Source records »
=== Section Start ===

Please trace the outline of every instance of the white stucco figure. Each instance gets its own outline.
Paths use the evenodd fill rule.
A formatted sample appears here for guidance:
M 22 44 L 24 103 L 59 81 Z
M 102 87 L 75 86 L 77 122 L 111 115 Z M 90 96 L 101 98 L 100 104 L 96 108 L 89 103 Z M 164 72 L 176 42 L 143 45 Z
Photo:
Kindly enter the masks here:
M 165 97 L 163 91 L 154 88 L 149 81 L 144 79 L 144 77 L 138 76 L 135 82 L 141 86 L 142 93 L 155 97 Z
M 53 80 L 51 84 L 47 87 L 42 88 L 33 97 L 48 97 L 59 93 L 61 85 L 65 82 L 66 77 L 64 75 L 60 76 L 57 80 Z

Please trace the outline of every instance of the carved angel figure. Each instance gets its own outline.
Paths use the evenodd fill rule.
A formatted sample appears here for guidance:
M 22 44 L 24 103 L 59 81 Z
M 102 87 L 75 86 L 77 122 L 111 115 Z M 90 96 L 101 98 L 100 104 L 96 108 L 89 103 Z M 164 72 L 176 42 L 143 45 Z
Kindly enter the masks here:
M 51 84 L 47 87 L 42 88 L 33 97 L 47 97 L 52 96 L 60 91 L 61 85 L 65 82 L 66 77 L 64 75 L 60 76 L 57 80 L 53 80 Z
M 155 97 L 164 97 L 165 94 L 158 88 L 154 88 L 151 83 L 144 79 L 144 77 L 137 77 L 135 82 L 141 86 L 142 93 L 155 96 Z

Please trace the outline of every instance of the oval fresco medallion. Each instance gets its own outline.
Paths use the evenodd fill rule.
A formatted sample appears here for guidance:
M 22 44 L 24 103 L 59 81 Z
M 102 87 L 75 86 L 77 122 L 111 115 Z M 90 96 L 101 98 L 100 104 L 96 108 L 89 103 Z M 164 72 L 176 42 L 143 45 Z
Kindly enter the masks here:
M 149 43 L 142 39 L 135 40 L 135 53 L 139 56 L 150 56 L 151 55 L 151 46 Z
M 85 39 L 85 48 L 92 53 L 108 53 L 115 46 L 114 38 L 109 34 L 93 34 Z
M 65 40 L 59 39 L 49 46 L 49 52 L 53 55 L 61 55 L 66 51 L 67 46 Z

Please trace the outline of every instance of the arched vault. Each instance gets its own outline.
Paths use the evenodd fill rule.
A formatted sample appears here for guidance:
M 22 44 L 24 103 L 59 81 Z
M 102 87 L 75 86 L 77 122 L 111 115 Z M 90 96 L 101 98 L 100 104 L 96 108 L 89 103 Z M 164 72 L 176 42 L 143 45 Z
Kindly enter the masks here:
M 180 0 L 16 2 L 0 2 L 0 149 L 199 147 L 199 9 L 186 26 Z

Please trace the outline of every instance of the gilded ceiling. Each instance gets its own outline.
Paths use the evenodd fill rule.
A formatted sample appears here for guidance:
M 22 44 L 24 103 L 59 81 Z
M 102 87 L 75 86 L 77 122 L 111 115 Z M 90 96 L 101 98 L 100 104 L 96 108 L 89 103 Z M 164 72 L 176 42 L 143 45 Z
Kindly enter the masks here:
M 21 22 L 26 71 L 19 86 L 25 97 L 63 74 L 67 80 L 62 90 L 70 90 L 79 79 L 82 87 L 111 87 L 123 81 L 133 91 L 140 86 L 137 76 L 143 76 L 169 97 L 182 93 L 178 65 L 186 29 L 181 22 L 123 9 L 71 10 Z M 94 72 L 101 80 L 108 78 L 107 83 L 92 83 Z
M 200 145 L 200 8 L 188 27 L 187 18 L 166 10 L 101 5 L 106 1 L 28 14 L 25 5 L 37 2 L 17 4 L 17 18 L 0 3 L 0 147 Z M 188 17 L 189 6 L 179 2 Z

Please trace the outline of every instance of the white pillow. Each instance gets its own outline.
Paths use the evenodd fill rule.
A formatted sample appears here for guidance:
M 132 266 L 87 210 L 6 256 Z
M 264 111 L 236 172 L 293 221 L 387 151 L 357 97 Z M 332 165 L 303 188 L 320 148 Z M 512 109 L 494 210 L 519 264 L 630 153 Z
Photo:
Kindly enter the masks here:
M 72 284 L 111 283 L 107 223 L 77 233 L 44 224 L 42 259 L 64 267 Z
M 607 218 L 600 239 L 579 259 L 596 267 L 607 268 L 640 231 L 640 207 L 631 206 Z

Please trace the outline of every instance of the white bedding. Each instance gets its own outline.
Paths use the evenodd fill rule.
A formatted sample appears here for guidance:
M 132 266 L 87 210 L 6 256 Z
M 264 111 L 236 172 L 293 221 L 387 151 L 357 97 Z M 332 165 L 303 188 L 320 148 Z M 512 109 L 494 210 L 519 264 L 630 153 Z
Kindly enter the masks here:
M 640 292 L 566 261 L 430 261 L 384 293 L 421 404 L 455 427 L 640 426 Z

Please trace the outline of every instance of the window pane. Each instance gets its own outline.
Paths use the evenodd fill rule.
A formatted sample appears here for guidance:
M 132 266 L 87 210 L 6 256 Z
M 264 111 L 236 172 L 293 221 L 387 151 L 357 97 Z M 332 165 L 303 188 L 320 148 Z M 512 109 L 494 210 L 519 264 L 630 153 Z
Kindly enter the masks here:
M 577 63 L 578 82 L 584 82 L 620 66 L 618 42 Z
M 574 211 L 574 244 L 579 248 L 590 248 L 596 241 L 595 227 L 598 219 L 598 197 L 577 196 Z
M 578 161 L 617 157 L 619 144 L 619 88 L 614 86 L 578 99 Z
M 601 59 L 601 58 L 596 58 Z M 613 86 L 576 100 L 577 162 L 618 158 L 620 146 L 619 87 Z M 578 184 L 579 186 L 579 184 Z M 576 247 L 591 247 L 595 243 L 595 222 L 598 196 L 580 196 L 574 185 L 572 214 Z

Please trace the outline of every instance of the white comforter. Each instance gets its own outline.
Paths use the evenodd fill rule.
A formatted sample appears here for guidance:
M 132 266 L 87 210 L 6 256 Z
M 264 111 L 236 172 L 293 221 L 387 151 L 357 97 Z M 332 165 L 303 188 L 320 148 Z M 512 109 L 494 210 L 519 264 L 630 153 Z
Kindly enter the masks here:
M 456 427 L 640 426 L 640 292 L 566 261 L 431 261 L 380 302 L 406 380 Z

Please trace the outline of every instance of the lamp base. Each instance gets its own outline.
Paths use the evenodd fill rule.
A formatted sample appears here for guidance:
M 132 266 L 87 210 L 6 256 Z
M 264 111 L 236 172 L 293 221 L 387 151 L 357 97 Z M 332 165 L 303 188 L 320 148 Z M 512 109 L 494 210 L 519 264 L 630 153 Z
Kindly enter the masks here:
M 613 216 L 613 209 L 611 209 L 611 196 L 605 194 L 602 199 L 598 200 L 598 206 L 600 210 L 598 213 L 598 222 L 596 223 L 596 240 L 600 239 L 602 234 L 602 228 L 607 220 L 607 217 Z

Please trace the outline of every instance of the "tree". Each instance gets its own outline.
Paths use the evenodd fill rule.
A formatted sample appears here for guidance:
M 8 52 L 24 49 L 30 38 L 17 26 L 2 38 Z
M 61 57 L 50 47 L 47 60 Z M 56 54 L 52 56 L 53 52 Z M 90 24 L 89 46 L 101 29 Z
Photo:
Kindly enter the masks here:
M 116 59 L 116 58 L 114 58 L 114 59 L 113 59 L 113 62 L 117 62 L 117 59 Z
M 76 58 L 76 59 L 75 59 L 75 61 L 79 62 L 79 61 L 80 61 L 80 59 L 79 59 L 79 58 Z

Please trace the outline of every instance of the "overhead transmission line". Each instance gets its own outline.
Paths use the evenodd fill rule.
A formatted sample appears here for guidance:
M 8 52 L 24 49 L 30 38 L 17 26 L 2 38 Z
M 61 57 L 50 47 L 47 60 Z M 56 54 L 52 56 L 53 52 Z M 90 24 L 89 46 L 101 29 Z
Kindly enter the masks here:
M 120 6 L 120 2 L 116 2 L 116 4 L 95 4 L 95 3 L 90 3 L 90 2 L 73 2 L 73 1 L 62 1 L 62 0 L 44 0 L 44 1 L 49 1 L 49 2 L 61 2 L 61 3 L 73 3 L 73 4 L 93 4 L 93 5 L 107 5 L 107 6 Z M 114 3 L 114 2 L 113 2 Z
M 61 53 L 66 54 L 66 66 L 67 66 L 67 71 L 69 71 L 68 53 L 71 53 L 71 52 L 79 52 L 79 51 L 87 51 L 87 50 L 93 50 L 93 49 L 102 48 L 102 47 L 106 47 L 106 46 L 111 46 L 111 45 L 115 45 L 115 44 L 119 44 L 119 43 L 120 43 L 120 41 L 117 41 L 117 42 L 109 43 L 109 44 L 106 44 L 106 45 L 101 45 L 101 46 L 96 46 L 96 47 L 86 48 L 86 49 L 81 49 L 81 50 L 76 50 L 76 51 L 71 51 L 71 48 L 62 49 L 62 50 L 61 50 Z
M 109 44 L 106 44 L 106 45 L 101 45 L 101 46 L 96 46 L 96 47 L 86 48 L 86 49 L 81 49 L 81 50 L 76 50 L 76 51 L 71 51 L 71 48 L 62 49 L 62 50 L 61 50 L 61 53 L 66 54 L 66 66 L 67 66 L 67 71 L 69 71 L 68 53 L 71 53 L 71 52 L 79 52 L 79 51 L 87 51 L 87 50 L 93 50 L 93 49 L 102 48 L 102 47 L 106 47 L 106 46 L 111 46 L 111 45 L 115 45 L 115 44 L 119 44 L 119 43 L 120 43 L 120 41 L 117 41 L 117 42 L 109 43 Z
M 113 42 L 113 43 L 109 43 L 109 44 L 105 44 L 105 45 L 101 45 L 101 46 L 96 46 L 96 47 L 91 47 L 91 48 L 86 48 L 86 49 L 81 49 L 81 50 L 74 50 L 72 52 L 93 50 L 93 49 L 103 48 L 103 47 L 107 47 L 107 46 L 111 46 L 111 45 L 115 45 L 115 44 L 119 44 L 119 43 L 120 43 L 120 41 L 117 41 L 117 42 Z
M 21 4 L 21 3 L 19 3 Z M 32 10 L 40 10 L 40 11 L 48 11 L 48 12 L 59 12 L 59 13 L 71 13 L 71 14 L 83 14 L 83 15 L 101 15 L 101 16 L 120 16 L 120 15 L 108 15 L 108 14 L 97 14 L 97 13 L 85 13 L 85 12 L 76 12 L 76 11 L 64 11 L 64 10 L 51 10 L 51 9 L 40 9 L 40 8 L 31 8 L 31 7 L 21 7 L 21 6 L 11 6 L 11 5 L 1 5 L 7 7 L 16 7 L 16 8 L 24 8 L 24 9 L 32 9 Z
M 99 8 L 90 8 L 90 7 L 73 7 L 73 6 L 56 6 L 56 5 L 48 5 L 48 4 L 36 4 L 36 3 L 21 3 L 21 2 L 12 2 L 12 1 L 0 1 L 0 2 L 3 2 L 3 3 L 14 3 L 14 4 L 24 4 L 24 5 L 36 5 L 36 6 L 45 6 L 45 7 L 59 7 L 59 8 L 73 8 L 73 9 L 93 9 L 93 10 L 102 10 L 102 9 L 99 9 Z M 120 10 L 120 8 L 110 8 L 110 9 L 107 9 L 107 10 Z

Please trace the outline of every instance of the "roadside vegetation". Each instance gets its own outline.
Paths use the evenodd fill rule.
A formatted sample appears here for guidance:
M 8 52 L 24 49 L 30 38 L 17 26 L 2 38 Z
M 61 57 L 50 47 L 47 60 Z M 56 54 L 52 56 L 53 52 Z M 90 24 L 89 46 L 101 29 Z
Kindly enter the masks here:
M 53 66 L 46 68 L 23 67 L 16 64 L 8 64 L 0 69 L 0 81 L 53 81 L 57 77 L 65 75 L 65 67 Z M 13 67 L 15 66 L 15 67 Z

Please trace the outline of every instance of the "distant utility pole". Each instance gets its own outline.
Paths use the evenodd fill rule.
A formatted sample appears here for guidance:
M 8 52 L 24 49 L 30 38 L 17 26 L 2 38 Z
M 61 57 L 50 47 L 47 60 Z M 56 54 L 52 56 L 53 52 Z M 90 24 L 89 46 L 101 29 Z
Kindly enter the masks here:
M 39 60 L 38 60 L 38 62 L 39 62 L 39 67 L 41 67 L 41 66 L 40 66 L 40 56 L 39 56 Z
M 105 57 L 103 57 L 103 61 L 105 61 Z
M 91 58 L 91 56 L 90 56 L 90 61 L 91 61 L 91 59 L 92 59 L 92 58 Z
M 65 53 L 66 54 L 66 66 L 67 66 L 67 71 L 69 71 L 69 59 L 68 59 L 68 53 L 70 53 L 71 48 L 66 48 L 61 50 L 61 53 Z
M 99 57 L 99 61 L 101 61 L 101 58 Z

=== Section End ===

The word is "white". Copy every line above where it appears.

THE ANSWER »
Please trace the outline of every instance of the white stucco figure. Each instance gets its own outline.
Please trace the outline of every instance of the white pillow. Each instance gets its own outline.
Please trace the outline of every instance of the white bedding. Each instance gets its own outline.
Please trace the outline of every instance of the white comforter. Each instance gets its own outline.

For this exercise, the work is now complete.